▶ **Reading passage**:
━━━━━━━━━━━━━━━━━━━━

Josh Hamilton of the Texas Rangers put on an exhibition of home run hitting at Monday night’s Home Run Derby, part of Major League Baseball’s All-Star Game celebration. In 20 minutes, he took the ball to the bleachers 28 times, including a run of 13 shots in a row. He broke the old record of 24 in a single round of the competition by 4. Not too bad for a guy who had been banned from baseball due to drug abuse not long ago.

Mr. Hamilton was always a great player, twice named North Carolina’s Gatorade High School Player of the Year. After graduating from high school, he was named High School Player of the Year by Baseball America and Amateur Player of the Year by USA Baseball. Drafted in 1999 by the Tampa Bay Devil Rays, he got a $3.96 million signing bonus and started playing in their minor league system. After a car accident in 2001, he started taking drugs and didn’t play ball at all from 2002 to 2006.

━━━━━━━━━━━━━━━━━━━━

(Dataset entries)
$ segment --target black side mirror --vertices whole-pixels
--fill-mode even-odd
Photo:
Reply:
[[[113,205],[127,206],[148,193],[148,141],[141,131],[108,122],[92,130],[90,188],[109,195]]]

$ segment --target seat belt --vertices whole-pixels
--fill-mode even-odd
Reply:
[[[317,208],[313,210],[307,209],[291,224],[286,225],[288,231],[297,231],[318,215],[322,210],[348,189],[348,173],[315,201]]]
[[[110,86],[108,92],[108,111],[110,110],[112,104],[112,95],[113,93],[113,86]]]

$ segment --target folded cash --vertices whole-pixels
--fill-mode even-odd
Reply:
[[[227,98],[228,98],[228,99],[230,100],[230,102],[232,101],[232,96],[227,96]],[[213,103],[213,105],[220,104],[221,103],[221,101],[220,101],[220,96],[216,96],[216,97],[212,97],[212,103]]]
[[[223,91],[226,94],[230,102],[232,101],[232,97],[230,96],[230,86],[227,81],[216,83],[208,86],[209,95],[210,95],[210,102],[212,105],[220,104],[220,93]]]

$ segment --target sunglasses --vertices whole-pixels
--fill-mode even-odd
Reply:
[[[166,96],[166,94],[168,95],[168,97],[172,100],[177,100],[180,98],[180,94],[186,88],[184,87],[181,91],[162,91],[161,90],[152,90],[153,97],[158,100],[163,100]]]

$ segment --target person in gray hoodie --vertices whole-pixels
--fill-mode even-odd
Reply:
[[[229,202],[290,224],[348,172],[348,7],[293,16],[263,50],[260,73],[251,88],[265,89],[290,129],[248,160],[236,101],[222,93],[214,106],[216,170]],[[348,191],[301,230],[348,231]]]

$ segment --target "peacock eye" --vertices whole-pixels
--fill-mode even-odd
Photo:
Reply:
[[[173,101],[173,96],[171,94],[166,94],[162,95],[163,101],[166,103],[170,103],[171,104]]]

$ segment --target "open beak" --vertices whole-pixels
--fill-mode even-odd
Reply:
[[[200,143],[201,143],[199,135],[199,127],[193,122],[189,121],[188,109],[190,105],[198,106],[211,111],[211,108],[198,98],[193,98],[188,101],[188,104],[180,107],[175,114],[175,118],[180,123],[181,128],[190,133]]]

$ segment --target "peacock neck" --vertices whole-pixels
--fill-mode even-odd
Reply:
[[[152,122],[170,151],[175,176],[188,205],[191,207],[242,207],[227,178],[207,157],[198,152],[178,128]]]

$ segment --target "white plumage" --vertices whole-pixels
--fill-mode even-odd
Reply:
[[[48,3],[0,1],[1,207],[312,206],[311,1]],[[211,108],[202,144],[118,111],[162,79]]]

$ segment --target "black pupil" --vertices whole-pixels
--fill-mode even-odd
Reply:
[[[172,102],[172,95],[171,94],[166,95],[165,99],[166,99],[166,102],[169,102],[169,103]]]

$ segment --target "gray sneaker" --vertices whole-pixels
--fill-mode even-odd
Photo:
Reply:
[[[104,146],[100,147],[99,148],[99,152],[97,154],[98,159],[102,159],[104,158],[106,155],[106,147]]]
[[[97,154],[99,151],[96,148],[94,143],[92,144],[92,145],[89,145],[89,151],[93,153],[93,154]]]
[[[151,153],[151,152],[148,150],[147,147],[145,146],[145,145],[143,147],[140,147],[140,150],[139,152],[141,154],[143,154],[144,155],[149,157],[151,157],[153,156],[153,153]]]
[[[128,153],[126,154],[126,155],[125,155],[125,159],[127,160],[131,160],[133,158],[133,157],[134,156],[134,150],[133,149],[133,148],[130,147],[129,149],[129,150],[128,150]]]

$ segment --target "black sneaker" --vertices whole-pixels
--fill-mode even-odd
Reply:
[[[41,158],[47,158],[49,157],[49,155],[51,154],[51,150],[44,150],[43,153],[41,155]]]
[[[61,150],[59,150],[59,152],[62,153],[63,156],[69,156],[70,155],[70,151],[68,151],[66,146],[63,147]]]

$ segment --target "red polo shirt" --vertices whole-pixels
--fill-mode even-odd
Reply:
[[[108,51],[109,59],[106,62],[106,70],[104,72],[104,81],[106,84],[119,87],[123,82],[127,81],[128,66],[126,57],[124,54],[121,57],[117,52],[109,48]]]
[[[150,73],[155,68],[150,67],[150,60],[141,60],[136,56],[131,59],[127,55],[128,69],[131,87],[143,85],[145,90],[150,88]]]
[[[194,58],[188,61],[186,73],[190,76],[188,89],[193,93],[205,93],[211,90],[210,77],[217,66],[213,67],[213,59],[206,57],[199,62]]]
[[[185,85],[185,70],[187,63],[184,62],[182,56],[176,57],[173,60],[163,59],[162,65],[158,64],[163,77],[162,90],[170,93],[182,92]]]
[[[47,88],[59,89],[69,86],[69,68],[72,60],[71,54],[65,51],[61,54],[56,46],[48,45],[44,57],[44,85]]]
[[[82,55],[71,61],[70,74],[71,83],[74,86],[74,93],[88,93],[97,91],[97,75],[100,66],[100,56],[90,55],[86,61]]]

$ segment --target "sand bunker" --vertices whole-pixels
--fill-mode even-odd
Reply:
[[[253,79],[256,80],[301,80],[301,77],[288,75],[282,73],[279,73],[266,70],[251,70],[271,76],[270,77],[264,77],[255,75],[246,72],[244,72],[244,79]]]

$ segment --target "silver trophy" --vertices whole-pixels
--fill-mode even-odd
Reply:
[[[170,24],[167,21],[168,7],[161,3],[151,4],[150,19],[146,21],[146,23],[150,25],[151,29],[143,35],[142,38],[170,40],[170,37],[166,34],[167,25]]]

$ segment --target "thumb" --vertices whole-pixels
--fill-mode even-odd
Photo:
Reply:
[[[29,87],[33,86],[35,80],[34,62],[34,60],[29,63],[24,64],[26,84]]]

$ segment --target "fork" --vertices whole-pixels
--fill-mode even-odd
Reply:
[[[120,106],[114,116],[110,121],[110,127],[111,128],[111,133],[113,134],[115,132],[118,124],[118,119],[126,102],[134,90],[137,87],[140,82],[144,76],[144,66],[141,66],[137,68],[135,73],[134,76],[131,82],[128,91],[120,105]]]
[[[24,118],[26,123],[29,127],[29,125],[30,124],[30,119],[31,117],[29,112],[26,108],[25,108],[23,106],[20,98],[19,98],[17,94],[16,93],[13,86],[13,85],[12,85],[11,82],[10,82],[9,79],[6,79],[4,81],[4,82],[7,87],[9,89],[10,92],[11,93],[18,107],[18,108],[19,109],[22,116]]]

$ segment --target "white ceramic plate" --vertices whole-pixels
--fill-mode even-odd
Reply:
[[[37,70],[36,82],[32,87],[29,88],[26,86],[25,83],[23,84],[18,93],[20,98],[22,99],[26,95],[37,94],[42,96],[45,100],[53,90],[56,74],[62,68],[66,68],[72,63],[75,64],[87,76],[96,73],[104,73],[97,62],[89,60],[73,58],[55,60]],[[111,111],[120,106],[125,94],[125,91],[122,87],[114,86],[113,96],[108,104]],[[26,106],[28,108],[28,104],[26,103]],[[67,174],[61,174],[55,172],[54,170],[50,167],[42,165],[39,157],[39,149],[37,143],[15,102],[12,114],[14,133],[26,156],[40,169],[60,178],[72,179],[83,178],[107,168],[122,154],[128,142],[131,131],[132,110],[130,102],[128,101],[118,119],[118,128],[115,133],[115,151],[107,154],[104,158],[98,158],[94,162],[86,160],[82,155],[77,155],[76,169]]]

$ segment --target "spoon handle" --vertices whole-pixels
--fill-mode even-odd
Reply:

━━━━━━━━━━━━━━━━━━━━

▶ **Exercise tasks**:
- 1) Write out the baseball passage starting with "Josh Hamilton of" and going on through "not long ago.", substituting "stands" for "bleachers".
- 2) Select every line of the rows that contains the string "sneaker" and copy those lines out.
The baseball passage and the rows have nothing to do with each other.

▶ **Answers for the tasks**:
- 1)
Josh Hamilton of the Texas Rangers put on an exhibition of home run hitting at Monday night’s Home Run Derby, part of Major League Baseball’s All-Star Game celebration. In 20 minutes, he took the ball to the stands 28 times, including a run of 13 shots in a row. He broke the old record of 24 in a single round of the competition by 4. Not too bad for a guy who had been banned from baseball due to drug abuse not long ago.

- 2)
$ segment --target "gray sneaker" --vertices whole-pixels
$ segment --target "black sneaker" --vertices whole-pixels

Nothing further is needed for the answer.